╭─ ARTIKEL
Sie wirken immer extrem stark und souverän. Wann verlässt Sie denn mal der Mut und was hilft Ihnen dann?
Ich habe mir meinen Mut schon erarbeiten müssen. Ich war ein dünnes Gestell mit elf Jahren, mit Schnittlauchhaaren und hatte eine wunderschöne Mutter, gegen die ich überhaupt nicht angekommen bin. Meine Großmutter war noch stärker, und beide waren Bühnenweiber. Dann habe ich mir in der Pubertät erstmal den Mut angetrunken. Da habe ich allerdings schnell gemerkt, das ist die Flucht auf einem lahmen Pferd, das funktioniert nicht. Danach fängt man eben an, den Mut zu trainieren, indem man widerspricht und Dinge macht, für die man mutig sein muss. Dann nimmt der Mut auch zu – natürlich auch nicht zuletzt auf der Bühne. Am Anfang da bibbert man und schlottert man. Vor jeder Premiere hat man natürlich Angst, wenn 25 Din-A4-Seiten Text auswendig rüberkommen muss.
Ist das nach wie vor so, dass Sie Lampenfieber haben?
Das hat man immer, grad wenn der Text neu ist. Da braucht es etwa 30 Vorstellungen und es wirkt sehr erlösend, wenn die Leute lachen und man merkt, dass die Arbeit, die man sich gemacht hat, funktioniert. Und dann lässt die Anspannung ein bisschen nach. Inzwischen spiele ich mein aktuelles Programm schon seit einem Jahr, jetzt können sich die Leute drauf freuen, dass ich keine Angst mehr davor habe, sondern ganz auf die Zuschauer eingehen kann.
╰─
╭─ VORLIEGENDE DATENSÄTZE
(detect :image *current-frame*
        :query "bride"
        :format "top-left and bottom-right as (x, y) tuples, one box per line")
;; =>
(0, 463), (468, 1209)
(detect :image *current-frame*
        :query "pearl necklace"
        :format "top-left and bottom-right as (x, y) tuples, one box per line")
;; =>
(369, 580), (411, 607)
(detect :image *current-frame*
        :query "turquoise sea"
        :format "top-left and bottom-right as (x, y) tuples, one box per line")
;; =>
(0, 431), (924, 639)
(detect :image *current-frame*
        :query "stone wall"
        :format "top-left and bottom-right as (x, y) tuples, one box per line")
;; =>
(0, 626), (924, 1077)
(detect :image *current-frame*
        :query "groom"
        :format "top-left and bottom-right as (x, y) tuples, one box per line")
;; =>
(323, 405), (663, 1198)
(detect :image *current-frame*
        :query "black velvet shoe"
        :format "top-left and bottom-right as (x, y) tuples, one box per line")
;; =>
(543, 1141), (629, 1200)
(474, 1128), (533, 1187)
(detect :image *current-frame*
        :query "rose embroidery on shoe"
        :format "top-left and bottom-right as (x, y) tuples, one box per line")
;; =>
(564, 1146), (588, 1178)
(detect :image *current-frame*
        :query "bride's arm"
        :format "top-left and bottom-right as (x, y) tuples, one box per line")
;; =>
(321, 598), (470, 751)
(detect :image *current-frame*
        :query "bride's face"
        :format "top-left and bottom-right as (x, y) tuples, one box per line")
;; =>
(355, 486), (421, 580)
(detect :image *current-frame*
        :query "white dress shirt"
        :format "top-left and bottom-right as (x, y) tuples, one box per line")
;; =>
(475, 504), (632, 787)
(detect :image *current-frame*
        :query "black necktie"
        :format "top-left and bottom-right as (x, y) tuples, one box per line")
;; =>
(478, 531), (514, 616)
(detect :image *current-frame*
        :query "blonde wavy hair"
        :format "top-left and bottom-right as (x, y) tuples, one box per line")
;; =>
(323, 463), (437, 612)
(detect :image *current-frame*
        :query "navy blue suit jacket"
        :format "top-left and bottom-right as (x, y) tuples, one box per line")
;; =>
╰─
## AUFGABE 1
Beantworte diese Fragen zum Artikel:
(a) Womit vergleicht die befragte Person die Flucht in den angetrunkenen Mut?
(b) Wie viele Din-A4-Seiten Text werden für eine Premiere genannt?
(c) Wie viele Vorstellungen braucht es laut Artikel etwa, bis die Anspannung nachlässt?
## AUFGABE 2
Formatiere die Datensätze vom Anfang bis einschließlich der Zeile mit „(564, 1146), (588, 1178)“ als Markdown-Tabelle mit den Spalten „Nr“ und „Inhalt“. Leerzeilen lässt du weg.

## ERWARTETE AUSGABE 1
(a) Mit einer Flucht auf einem lahmen Pferd.
(b) 25 Din-A4-Seiten.
(c) Etwa 30 Vorstellungen.

## ERWARTETE AUSGABE 2
| Nr | Inhalt |
|---|---|
| 1 | (detect :image *current-frame* |
| 2 |         :query "bride" |
| 3 |         :format "top-left and bottom-right as (x, y) tuples, one box per line") |
| 4 | ;; => |
| 5 | (0, 463), (468, 1209) |
| 6 | (detect :image *current-frame* |
| 7 |         :query "pearl necklace" |
| 8 |         :format "top-left and bottom-right as (x, y) tuples, one box per line") |
| 9 | ;; => |
| 10 | (369, 580), (411, 607) |
| 11 | (detect :image *current-frame* |
| 12 |         :query "turquoise sea" |
| 13 |         :format "top-left and bottom-right as (x, y) tuples, one box per line") |
| 14 | ;; => |
| 15 | (0, 431), (924, 639) |
| 16 | (detect :image *current-frame* |
| 17 |         :query "stone wall" |
| 18 |         :format "top-left and bottom-right as (x, y) tuples, one box per line") |
| 19 | ;; => |
| 20 | (0, 626), (924, 1077) |
| 21 | (detect :image *current-frame* |
| 22 |         :query "groom" |
| 23 |         :format "top-left and bottom-right as (x, y) tuples, one box per line") |
| 24 | ;; => |
| 25 | (323, 405), (663, 1198) |
| 26 | (detect :image *current-frame* |
| 27 |         :query "black velvet shoe" |
| 28 |         :format "top-left and bottom-right as (x, y) tuples, one box per line") |
| 29 | ;; => |
| 30 | (543, 1141), (629, 1200) |
| 31 | (474, 1128), (533, 1187) |
| 32 | (detect :image *current-frame* |
| 33 |         :query "rose embroidery on shoe" |
| 34 |         :format "top-left and bottom-right as (x, y) tuples, one box per line") |
| 35 | ;; => |
| 36 | (564, 1146), (588, 1178) |